:: REQUIRED WORK ::
Copy out the line containing "Question. Place a dot on every instance of the porch" and each line after it, through the last one in the material, exactly as written.

------ MATERIAL SUPPLIED ------

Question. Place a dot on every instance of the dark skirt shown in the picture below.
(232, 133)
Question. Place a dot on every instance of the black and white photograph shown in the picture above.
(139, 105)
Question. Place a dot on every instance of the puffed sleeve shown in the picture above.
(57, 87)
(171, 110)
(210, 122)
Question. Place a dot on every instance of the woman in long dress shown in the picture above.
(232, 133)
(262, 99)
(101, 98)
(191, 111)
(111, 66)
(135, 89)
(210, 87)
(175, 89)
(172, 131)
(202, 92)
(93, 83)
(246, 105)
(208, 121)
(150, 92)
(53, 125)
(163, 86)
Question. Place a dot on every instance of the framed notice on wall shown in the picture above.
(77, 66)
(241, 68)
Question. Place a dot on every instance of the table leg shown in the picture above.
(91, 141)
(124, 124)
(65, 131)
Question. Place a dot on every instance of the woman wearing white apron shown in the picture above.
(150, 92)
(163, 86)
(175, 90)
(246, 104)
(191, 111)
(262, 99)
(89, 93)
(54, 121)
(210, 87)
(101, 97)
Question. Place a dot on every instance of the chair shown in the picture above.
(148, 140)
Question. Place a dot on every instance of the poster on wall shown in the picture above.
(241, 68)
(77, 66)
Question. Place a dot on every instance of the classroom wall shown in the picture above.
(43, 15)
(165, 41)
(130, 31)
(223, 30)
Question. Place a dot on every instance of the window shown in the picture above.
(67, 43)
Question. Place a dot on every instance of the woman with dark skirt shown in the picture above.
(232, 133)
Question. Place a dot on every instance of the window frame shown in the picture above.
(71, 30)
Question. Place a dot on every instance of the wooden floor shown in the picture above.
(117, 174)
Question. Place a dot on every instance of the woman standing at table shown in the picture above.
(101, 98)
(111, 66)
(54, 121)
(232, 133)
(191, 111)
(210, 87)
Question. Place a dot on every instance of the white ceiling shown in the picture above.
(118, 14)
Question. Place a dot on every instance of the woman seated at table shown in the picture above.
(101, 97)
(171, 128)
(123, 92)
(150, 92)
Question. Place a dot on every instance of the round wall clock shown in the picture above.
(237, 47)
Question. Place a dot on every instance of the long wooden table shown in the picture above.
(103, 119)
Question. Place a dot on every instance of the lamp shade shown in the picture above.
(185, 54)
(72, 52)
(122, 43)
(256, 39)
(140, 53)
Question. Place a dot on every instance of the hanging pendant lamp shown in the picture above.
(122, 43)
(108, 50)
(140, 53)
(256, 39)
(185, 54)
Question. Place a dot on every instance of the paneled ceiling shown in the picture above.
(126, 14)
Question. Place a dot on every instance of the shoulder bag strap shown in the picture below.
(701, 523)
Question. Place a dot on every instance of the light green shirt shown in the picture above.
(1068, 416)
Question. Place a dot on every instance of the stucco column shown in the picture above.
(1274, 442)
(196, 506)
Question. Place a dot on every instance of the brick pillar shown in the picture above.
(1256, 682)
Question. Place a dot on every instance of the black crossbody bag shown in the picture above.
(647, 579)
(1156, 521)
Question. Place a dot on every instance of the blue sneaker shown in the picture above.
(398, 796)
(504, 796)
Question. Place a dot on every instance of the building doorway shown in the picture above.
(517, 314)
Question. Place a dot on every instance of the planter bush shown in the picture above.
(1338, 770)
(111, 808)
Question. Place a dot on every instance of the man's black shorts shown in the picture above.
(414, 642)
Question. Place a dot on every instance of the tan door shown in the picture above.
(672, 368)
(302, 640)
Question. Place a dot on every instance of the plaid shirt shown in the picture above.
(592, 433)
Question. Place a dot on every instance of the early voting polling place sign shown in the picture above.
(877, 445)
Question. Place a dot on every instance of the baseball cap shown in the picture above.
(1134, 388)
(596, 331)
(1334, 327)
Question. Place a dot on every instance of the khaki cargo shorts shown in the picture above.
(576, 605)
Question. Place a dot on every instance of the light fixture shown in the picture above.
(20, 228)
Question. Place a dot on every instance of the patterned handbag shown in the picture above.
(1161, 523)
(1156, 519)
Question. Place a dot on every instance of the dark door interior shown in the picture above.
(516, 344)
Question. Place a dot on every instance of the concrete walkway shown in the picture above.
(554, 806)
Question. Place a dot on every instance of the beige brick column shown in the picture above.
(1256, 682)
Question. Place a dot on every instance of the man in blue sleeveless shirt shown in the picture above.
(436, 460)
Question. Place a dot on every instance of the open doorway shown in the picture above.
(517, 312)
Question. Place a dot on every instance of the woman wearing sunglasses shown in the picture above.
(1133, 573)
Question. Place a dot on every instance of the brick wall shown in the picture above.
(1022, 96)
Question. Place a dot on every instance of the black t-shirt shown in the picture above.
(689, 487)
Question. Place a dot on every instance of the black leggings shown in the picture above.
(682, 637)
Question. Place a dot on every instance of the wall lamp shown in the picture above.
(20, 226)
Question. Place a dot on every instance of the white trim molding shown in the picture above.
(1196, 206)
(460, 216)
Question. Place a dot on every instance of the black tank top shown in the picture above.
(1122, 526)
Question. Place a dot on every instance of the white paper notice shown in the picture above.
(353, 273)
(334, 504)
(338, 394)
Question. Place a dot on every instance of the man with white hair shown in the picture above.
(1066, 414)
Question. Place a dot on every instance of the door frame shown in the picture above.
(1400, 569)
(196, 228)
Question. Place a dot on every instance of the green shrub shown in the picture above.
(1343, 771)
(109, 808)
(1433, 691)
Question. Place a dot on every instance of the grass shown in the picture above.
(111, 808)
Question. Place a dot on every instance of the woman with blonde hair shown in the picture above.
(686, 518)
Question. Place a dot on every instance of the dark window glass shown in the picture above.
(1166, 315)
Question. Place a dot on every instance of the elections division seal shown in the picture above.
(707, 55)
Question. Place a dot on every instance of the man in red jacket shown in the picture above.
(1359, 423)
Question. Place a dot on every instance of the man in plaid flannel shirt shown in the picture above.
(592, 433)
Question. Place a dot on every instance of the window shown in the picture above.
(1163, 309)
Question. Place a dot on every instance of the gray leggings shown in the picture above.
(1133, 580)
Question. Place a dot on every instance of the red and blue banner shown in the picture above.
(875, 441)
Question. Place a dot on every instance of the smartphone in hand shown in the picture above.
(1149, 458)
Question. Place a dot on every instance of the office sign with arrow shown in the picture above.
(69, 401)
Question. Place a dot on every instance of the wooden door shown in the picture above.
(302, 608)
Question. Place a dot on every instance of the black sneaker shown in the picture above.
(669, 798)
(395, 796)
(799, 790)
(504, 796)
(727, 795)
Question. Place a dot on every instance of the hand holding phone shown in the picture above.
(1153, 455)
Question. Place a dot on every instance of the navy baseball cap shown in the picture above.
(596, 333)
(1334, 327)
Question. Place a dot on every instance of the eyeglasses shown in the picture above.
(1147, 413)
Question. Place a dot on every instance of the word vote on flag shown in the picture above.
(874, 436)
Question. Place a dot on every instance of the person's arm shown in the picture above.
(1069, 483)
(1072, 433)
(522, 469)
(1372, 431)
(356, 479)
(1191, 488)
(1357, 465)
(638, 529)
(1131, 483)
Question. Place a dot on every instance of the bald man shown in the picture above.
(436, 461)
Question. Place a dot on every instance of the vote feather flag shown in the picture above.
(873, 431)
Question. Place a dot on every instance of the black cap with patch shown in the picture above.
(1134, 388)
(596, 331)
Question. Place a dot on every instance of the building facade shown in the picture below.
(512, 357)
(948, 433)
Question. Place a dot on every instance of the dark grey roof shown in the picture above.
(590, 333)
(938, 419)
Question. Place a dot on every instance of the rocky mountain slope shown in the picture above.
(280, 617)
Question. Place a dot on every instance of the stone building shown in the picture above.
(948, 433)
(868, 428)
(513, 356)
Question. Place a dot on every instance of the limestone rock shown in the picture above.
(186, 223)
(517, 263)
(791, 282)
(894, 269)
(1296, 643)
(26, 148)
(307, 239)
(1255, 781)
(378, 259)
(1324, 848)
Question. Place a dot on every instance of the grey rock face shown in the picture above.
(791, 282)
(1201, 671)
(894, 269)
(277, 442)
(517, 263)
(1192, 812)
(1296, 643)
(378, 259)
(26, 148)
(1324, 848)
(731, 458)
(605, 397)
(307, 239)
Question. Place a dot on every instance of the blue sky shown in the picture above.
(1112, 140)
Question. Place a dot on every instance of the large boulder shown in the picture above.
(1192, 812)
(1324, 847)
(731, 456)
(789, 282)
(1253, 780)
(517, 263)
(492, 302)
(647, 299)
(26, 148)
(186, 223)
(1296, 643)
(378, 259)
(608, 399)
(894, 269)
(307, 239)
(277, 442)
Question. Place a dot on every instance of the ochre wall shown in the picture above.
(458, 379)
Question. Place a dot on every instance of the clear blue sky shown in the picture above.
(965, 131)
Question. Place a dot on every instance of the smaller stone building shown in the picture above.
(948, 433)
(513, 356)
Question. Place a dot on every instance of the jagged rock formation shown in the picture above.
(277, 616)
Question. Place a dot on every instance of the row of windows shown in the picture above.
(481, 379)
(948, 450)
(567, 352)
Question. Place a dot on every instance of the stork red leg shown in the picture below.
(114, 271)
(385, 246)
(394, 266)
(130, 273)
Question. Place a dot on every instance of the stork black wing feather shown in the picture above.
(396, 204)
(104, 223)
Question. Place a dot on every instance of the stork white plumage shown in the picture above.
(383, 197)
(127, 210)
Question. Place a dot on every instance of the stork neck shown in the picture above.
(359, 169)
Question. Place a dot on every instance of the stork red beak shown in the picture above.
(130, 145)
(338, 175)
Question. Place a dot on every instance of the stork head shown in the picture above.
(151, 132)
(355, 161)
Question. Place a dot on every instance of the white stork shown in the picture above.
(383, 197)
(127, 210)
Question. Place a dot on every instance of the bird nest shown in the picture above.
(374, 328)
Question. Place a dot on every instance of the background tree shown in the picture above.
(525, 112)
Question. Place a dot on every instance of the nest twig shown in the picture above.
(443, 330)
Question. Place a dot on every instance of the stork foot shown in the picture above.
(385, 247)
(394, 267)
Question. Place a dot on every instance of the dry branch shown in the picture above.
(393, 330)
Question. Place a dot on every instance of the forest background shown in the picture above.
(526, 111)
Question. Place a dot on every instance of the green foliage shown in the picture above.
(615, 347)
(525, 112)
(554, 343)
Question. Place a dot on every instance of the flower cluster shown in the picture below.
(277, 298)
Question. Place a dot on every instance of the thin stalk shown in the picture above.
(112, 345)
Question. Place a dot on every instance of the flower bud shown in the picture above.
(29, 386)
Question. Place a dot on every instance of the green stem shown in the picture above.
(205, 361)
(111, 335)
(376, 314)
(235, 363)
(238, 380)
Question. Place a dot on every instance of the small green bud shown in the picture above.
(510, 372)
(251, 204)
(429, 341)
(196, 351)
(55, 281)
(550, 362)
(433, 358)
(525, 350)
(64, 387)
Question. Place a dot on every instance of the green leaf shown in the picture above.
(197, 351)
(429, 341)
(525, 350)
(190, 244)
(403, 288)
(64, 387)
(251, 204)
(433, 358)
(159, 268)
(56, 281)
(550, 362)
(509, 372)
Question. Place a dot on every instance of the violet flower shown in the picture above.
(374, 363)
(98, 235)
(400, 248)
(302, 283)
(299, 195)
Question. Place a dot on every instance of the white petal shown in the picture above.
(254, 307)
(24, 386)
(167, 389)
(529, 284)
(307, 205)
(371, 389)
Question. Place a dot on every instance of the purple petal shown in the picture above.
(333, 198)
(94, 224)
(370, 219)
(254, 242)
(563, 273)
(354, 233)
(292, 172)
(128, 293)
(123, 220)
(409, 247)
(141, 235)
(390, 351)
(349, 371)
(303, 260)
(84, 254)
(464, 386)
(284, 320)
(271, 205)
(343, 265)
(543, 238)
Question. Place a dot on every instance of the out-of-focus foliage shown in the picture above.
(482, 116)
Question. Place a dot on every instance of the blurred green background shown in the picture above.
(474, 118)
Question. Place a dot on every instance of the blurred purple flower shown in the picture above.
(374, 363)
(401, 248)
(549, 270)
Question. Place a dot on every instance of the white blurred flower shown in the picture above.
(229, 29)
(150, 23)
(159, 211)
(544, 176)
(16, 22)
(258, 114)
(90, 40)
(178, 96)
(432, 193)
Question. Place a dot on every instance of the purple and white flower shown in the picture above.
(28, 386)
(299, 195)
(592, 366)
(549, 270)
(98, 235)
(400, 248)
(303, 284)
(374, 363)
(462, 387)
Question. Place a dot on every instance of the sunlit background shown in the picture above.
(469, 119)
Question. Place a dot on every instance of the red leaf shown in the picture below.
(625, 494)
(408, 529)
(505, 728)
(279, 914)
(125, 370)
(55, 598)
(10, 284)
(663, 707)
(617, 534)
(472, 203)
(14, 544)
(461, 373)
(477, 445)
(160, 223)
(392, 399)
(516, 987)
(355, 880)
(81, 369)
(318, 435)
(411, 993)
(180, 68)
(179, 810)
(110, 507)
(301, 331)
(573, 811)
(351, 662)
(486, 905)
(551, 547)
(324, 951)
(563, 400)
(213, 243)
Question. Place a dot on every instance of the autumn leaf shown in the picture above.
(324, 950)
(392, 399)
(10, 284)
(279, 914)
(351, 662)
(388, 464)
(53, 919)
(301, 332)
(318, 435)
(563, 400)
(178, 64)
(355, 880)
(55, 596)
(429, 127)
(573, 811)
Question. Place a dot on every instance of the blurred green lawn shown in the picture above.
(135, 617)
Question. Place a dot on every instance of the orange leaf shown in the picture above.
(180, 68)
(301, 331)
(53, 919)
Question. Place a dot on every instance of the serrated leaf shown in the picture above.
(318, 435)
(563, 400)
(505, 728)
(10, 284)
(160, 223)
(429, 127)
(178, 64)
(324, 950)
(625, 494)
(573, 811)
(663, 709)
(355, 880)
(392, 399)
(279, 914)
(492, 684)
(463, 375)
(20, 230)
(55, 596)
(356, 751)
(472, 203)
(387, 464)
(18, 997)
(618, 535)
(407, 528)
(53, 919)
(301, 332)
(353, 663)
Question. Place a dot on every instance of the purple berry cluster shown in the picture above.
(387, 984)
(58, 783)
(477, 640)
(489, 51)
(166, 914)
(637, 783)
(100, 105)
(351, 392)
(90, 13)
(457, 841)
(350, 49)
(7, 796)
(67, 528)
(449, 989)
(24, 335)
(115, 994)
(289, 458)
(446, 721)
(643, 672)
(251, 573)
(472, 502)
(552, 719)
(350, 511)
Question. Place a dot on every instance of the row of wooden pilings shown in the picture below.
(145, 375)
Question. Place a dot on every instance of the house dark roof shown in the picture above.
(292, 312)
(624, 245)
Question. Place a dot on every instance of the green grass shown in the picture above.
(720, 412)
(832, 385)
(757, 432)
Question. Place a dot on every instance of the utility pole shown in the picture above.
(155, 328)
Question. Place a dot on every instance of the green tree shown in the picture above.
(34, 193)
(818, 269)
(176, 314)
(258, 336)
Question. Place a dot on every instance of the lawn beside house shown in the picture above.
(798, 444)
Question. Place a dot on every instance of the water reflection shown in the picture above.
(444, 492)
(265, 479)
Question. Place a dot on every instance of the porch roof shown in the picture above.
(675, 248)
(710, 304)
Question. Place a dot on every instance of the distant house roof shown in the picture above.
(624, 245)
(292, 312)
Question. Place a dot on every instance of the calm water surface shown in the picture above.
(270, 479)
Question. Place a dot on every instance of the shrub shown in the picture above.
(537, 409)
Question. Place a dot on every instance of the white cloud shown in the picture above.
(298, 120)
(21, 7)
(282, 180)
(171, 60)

------

:: SOLUTION FOR THIS TASK ::
Question. Place a dot on every instance of the porch roof shown in the picture above.
(675, 248)
(710, 304)
Question. Place a dot on every instance of the distant house roof shown in the picture above.
(624, 245)
(292, 312)
Question. Place a dot on every instance of the calm water surface shown in the picture above.
(270, 479)
Question. Place a dot on every instance of the shrub shown in the picture above.
(537, 409)
Question. Place a dot on every instance of the white cloud shown in the picture above.
(298, 120)
(21, 7)
(282, 180)
(171, 60)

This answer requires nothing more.